* **WORK TASK**
Print all entries below exactly as they appear.

* **EXCERPTED RECORDS**
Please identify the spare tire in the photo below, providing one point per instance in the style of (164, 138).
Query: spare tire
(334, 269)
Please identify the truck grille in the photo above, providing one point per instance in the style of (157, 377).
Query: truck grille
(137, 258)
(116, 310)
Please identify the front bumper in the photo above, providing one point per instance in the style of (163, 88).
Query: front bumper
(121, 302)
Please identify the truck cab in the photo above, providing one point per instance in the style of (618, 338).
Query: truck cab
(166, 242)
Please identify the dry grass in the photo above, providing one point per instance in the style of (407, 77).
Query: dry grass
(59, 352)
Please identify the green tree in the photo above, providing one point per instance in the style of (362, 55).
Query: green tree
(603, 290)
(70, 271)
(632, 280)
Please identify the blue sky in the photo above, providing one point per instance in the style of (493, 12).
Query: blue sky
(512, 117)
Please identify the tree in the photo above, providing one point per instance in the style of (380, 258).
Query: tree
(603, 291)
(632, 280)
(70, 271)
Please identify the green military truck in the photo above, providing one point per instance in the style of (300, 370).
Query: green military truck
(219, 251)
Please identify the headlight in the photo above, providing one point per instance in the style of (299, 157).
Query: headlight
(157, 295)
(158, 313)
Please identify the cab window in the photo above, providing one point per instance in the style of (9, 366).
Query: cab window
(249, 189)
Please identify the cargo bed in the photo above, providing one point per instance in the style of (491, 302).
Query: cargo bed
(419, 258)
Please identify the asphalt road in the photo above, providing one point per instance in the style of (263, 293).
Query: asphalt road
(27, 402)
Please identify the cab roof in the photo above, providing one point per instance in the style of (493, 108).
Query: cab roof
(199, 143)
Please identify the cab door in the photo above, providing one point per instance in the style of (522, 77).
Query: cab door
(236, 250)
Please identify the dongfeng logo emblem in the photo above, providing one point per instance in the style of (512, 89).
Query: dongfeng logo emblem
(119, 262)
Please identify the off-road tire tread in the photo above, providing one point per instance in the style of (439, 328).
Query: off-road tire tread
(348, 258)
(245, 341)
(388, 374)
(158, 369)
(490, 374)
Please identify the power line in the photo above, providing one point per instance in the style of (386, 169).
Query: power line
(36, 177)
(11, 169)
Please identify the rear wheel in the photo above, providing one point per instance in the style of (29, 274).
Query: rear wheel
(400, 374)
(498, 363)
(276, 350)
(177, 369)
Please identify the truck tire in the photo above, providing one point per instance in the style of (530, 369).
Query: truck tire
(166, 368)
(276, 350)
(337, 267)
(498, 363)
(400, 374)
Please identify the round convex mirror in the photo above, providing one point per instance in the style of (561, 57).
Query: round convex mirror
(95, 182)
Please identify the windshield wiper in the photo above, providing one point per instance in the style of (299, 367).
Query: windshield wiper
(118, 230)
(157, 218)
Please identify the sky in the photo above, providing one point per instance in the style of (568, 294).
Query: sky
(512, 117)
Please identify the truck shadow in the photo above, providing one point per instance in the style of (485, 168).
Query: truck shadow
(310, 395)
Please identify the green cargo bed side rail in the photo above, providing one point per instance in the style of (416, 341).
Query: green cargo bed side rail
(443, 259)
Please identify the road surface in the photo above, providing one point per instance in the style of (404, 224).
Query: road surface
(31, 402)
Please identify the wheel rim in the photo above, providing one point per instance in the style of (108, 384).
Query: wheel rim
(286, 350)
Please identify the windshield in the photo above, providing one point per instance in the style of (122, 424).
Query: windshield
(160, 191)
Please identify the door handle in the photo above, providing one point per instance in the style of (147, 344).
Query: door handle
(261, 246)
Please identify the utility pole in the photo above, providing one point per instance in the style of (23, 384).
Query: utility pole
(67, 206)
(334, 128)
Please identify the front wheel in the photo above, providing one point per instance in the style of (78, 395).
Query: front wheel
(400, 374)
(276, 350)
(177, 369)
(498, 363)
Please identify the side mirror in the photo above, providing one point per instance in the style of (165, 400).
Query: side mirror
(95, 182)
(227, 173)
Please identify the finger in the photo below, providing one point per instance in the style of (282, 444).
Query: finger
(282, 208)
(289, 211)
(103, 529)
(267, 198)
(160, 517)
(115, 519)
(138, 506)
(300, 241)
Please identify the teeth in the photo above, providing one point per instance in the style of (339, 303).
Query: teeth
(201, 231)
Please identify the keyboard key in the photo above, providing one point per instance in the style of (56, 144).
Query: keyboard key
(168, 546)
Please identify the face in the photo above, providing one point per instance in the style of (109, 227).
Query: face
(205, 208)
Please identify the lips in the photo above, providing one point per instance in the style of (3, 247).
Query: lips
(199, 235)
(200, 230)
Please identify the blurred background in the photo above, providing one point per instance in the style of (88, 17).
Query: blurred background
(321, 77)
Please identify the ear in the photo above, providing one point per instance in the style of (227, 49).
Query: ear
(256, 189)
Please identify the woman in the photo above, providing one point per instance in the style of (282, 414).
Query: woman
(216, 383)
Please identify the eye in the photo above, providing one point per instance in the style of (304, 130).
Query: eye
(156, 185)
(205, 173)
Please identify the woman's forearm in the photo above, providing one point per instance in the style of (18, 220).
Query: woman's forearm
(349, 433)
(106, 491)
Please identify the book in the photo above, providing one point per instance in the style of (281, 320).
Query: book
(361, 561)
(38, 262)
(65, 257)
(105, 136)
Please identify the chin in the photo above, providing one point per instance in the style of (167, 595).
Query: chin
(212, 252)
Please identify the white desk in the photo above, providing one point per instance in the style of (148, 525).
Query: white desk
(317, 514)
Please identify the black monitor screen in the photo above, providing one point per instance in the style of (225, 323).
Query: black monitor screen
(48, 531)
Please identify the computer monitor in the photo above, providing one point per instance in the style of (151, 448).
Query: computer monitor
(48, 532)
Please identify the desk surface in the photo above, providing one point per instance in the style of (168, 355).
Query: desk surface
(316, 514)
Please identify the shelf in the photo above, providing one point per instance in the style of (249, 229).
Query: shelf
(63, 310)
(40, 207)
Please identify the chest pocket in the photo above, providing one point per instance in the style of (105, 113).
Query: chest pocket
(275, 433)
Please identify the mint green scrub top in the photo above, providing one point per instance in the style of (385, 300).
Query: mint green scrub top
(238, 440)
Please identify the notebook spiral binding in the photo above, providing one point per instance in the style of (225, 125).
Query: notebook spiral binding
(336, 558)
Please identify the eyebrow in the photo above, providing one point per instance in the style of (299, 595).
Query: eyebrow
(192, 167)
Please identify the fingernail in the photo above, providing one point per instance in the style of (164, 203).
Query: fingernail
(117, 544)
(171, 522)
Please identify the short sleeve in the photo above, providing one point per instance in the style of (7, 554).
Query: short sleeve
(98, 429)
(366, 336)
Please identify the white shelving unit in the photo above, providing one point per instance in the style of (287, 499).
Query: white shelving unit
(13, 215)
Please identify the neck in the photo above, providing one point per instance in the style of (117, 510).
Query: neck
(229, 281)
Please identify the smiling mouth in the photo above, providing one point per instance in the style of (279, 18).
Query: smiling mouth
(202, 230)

* **THE COMPLETED TASK**
Please identify the spare tire in the photo below, providing one point per instance in the style of (164, 138).
Query: spare tire
(334, 269)
Please identify the truck grille in the photo above, providing one point per instance in the style of (157, 377).
Query: truck grille
(137, 258)
(116, 310)
Please identify the front bumper in the photo above, providing one point per instance in the style of (163, 88).
Query: front bumper
(121, 302)
Please identify the truck cab in the photo above, providing one point per instance in the style of (618, 338).
Query: truck cab
(166, 242)
Please identify the dry grass in the photo above, providing one point per instance in the style of (407, 77).
Query: dry grass
(59, 352)
Please identify the green tree in the photo above, providing one point per instance in the style of (362, 55).
Query: green tree
(603, 290)
(70, 271)
(632, 280)
Please identify the blue sky in the photo above, providing one point per instance in the style of (493, 12).
Query: blue sky
(512, 117)
Please identify the tree in the photo above, providing one point per instance in the style of (380, 258).
Query: tree
(603, 291)
(632, 280)
(70, 271)
Please identify the green military truck in the photo above, providing one point per instance in the style of (300, 370).
Query: green military truck
(219, 251)
Please identify the headlight in the photo above, providing one point per instance in the style of (299, 157).
Query: headlight
(157, 295)
(158, 313)
Please identify the cab window in the photo above, providing one point per instance in the style of (9, 366).
Query: cab window
(249, 189)
Please identify the cargo bed in the photo above, providing one point per instance in the style of (491, 302).
Query: cargo bed
(419, 258)
Please identify the asphalt road in the photo above, providing one point per instance in the style of (263, 293).
Query: asphalt road
(27, 402)
Please identify the cab roof in the photo above, providing one point per instance in the style of (493, 108).
Query: cab roof
(199, 143)
Please identify the cab door in the photo above, providing one point per instance in the style of (522, 77).
Query: cab door
(236, 250)
Please identify the dongfeng logo emblem in the photo above, providing one point per instance in the style of (512, 89).
Query: dongfeng logo emblem
(119, 262)
Please identify the off-road tire tread in the photo above, providing one point per instance in the style of (439, 328).
Query: off-road tire tread
(348, 258)
(245, 341)
(388, 374)
(158, 369)
(490, 374)
Please identify the power line in the photo above, providing one point per instance in the style of (386, 169).
Query: power line
(36, 177)
(11, 169)
Please identify the rear wheel in the photo above, providing one point per instance in the style of (29, 274).
Query: rear wheel
(400, 374)
(498, 363)
(276, 350)
(177, 369)
Please identify the truck tire in the photo above, providing one point per instance in the style of (530, 369).
Query: truck tire
(166, 368)
(276, 350)
(337, 267)
(498, 363)
(400, 374)
Please identify the round convex mirror in the photo above, providing one point per instance in the style of (561, 57).
Query: round convex mirror
(95, 182)
Please identify the windshield wiper in the photo above, providing one point per instance in the style of (299, 367).
Query: windshield wiper
(118, 230)
(157, 218)
Please identify the sky in the photo above, providing one point per instance in the style of (568, 294).
Query: sky
(512, 117)
Please identify the truck shadow in the photo above, providing one point per instance in the style of (485, 168).
Query: truck shadow
(310, 395)
Please identify the green cargo bed side rail in the photo above, providing one point per instance in the style of (416, 341).
Query: green cargo bed side rail
(443, 259)
Please identify the road surface in the photo above, providing one point per instance in the style of (404, 224).
Query: road surface
(31, 402)
Please identify the wheel rim in the photo above, providing one point per instance in the style of (108, 384).
Query: wheel rim
(286, 350)
Please identify the windshield in the photo above, providing one point per instance in the style of (122, 424).
Query: windshield
(160, 191)
Please identify the door handle in the photo above, providing one point per instance in the style of (147, 344).
Query: door handle
(261, 246)
Please identify the utility pole in the photo above, providing one point per instance in the style of (23, 384).
Query: utility pole
(67, 206)
(334, 128)
Please identify the front wheel in the photo above, providing one point per instance in the style of (78, 395).
Query: front wheel
(400, 374)
(276, 350)
(177, 369)
(498, 363)
Please identify the side mirror in the photo above, providing one point per instance in the style of (165, 400).
Query: side mirror
(95, 182)
(227, 173)
Please identify the finger in the photo below, providing one point per instance in the style of (282, 444).
Query: finger
(282, 208)
(289, 211)
(103, 529)
(267, 198)
(160, 517)
(115, 519)
(138, 506)
(300, 241)
Please identify the teeth in the photo above, providing one point per instance in the style of (339, 303).
Query: teeth
(201, 231)
Please identify the keyboard key in the photo above, providing one point per instance in the style of (56, 144).
Query: keyboard key
(168, 546)
Please identify the face in the photo above, providing one point per instance in the style of (109, 227).
Query: face
(205, 208)
Please identify the lips in the photo above, providing one point per instance in the style of (3, 247).
Query: lips
(199, 235)
(200, 230)
Please identify the blurred background in the photo above, providing one point per instance in the style of (88, 17).
Query: blurred background
(321, 77)
Please identify the ear in the photo above, providing one point per instance in the style of (227, 49).
Query: ear
(256, 189)
Please identify the woman in the photo above, providing one point per instance in the style of (282, 414).
Query: woman
(216, 383)
Please identify the eye in the photo above, providing one point per instance in the style of (304, 130).
Query: eye
(156, 185)
(205, 173)
Please identify the woman's forearm in the photo above, providing one point per instance in the style of (18, 220).
Query: woman's forearm
(349, 433)
(106, 491)
Please identify the book in the photo above, providing one point per instance in the style of (281, 320).
Query: book
(361, 561)
(38, 262)
(65, 257)
(105, 136)
Please identify the chin in the photo above, providing one point per instance in the style of (167, 595).
Query: chin
(212, 252)
Please identify the white desk in the photo above, providing one point per instance in the style of (148, 525).
Query: white desk
(317, 514)
Please identify the black monitor screen in the photo above, providing one point per instance in the style of (225, 323).
Query: black monitor screen
(48, 531)
Please identify the computer monitor in the photo above, providing one point per instance in the style of (151, 448).
Query: computer monitor
(48, 532)
Please identify the desk surface in the photo above, providing one point per instance in the style of (168, 355).
Query: desk surface
(316, 514)
Please identify the shelf in the photo above, providing one point per instance in the style of (249, 229).
Query: shelf
(63, 310)
(40, 207)
Please identify the chest pocket in the photo above, providing one point per instance in the style of (105, 113).
Query: chest pocket
(275, 433)
Please identify the mint green scrub top in the photo above, providing one point per instance in the style of (385, 300).
Query: mint green scrub top
(238, 440)
Please identify the notebook spiral binding in the photo above, providing one point per instance in the style of (225, 125).
Query: notebook spiral binding
(336, 558)
Please identify the eyebrow in the photo above, providing one point per instance in the style of (299, 595).
Query: eyebrow
(192, 167)
Please identify the fingernail in the photo above, providing one point per instance in the style of (164, 203).
Query: fingernail
(117, 544)
(171, 522)
Please identify the short sleeve in the photo above, providing one point per instance in the style of (7, 554).
Query: short sleeve
(98, 429)
(366, 336)
Please identify the white shelving unit in the photo above, providing one point per instance in the style of (287, 499).
Query: white shelving unit
(13, 215)
Please identify the neck in the photo above, providing one point per instance in the style of (117, 510).
Query: neck
(229, 281)
Please identify the smiling mouth in the photo above, providing one point per instance in the style of (279, 18).
Query: smiling mouth
(202, 230)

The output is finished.